## Your goal:
Look below for the line containing "Target: sideline banner"; from there through the line containing "of the clear", both lines included, please set down each line exactly and nothing else.

Start of Information provided

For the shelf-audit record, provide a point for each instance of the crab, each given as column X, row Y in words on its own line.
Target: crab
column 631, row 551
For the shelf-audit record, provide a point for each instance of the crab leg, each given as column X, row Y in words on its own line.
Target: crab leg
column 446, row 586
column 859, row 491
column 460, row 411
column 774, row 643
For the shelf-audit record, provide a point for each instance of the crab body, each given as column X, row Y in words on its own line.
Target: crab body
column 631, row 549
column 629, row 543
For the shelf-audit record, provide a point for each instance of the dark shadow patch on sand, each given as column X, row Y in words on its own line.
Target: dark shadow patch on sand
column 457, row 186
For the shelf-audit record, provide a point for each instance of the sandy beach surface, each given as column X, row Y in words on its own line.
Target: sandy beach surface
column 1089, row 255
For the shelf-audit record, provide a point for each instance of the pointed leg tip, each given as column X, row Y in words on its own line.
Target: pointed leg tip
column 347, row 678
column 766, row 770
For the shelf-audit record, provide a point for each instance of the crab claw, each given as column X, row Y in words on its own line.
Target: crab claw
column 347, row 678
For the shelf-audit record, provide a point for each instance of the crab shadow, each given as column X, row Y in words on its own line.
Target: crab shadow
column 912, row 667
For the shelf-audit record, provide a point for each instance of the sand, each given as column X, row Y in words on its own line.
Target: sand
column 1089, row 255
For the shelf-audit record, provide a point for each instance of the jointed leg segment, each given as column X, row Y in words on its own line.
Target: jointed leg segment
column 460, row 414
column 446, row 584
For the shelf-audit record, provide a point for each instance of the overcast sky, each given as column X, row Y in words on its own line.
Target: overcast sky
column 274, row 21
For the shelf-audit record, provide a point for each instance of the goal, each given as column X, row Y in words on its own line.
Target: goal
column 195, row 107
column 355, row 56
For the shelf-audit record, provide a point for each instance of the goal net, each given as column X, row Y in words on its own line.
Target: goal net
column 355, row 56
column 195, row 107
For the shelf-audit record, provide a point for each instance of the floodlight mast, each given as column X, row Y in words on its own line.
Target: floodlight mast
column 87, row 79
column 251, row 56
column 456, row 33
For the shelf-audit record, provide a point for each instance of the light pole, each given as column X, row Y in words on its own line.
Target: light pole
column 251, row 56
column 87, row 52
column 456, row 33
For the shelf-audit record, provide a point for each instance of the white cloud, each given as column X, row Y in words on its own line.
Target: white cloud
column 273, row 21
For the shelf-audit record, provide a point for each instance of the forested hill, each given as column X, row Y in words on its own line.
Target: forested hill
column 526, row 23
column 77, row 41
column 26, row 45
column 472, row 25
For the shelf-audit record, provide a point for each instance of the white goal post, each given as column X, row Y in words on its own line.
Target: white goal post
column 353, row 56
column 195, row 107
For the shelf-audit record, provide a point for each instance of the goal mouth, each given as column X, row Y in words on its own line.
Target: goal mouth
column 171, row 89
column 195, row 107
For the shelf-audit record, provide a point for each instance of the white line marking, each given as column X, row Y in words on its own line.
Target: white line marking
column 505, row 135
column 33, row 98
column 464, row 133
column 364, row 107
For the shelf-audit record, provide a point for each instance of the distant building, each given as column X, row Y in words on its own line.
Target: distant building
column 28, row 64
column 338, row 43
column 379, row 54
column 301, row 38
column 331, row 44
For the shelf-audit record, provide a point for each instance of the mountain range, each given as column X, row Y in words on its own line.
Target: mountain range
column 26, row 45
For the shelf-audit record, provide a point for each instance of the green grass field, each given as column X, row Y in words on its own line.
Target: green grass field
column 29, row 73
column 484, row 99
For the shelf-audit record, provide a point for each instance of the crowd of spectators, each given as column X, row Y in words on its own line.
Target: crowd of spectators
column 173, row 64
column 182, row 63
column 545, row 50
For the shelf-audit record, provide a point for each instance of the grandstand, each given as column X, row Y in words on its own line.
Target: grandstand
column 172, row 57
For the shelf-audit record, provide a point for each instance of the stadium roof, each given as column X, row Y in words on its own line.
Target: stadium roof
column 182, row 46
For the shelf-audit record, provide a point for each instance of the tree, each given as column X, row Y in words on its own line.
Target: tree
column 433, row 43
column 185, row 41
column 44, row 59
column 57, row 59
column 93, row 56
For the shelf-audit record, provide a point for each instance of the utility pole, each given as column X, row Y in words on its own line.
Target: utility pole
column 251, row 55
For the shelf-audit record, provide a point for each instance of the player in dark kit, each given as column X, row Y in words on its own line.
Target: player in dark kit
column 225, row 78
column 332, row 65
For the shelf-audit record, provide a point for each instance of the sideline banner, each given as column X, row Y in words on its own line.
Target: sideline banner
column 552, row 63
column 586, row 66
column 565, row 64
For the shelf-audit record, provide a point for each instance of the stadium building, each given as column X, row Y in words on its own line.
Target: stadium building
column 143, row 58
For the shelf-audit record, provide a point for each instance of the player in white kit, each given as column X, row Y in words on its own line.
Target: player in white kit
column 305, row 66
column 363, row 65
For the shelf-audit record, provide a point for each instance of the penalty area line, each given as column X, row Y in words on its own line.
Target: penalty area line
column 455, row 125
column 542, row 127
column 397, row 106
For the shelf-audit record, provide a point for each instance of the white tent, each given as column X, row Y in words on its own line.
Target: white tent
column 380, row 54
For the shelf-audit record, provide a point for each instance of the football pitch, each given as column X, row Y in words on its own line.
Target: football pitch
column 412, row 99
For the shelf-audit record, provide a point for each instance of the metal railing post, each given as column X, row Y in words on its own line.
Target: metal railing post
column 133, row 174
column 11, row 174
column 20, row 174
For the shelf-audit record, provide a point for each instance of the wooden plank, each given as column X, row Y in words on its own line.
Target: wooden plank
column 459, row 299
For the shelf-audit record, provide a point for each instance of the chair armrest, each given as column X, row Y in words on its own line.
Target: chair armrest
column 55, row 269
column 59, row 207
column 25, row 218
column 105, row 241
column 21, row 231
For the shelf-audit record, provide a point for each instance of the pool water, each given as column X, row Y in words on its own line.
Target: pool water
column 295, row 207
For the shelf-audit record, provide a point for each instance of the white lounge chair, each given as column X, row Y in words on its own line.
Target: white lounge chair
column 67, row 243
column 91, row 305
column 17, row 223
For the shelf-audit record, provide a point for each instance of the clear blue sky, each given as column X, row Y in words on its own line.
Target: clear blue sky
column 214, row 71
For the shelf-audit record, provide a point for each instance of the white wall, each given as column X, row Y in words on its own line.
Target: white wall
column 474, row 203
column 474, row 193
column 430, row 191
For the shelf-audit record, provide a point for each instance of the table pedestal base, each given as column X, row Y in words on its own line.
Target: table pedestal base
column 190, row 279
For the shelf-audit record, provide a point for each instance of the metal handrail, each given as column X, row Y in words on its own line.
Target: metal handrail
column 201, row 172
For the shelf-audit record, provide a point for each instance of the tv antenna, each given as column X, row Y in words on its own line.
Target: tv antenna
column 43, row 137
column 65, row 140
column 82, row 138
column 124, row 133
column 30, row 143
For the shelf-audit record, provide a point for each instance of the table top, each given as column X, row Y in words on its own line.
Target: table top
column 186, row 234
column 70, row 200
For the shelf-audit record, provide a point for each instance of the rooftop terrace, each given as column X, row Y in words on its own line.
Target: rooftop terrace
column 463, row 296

End of Information provided

## Task answer:
Target: sideline banner
column 552, row 63
column 586, row 66
column 565, row 64
For the shelf-audit record, provide a point for each instance of the stadium building, each given as column X, row Y in words on its own line.
Target: stadium building
column 143, row 58
For the shelf-audit record, provide a point for each instance of the player in white kit, each given as column X, row Y in words on its own line.
Target: player in white kit
column 305, row 66
column 363, row 65
For the shelf-audit record, provide a point for each instance of the penalty area line, each given as column X, row Y in words on its own line.
Target: penalty area line
column 455, row 125
column 542, row 127
column 397, row 106
For the shelf-audit record, provide a point for each instance of the white tent, each given as column X, row Y in words on its own line.
Target: white tent
column 380, row 54
For the shelf-audit record, provide a point for each instance of the football pitch, each given as column X, row Y in words on its own line.
Target: football pitch
column 412, row 99
For the shelf-audit record, provide a point for each instance of the metal railing post, each given as column X, row Y in words on its own line.
Target: metal railing post
column 133, row 174
column 11, row 174
column 20, row 174
For the shelf-audit record, provide a point for each instance of the wooden plank, each given as column X, row Y in words on its own line.
Target: wooden plank
column 459, row 299
For the shelf-audit record, provide a point for each instance of the chair armrest, each given as column X, row Y in words on its own line.
Target: chair armrest
column 55, row 269
column 59, row 207
column 25, row 218
column 105, row 241
column 21, row 231
For the shelf-audit record, provide a point for each instance of the pool water, each given as column X, row Y in words on its own line.
Target: pool water
column 295, row 207
For the shelf-audit record, provide a point for each instance of the white lounge chair, each given as column X, row Y in words on its own line.
Target: white lounge chair
column 67, row 243
column 91, row 305
column 17, row 223
For the shelf-audit record, provide a point for each instance of the clear blue sky, each given as column X, row Y in words on its own line.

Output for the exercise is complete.